- _Task data_
* begin *
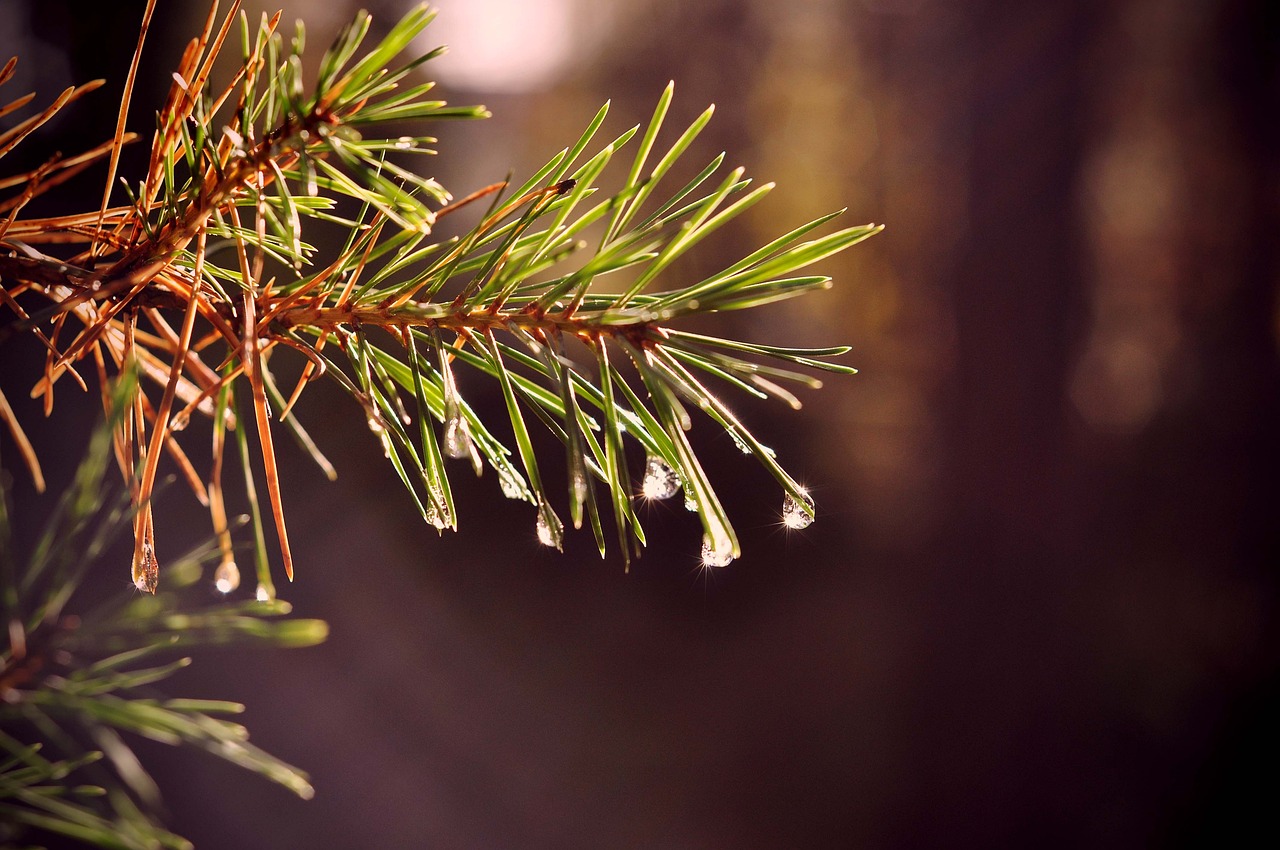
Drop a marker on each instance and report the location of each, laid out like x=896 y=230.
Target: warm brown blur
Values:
* end *
* begin *
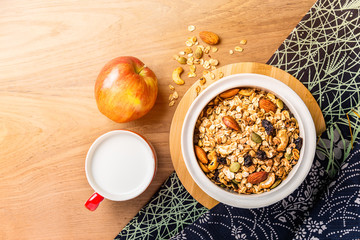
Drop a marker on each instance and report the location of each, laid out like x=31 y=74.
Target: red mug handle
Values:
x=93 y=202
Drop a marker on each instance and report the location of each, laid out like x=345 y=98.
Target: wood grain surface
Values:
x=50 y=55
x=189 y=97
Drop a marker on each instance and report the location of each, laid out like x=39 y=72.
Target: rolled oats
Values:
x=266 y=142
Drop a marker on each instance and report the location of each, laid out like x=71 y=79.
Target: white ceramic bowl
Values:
* end *
- _What the task requires_
Pick out every line of the material above that contains the word "marker", and copy each of those lines in full.

- _Result of this exercise_
Drop a marker on each instance and report the location of each, laid out like x=896 y=230.
Drop a marker on each instance and report the location of each, laid out like x=31 y=74.
Drop a marker on each instance and report the location of each, laid out like x=345 y=98.
Drop a marker on each instance and report the location of each, laid out like x=39 y=72.
Drop a marker on each instance and report the location of each, laid out like x=71 y=79.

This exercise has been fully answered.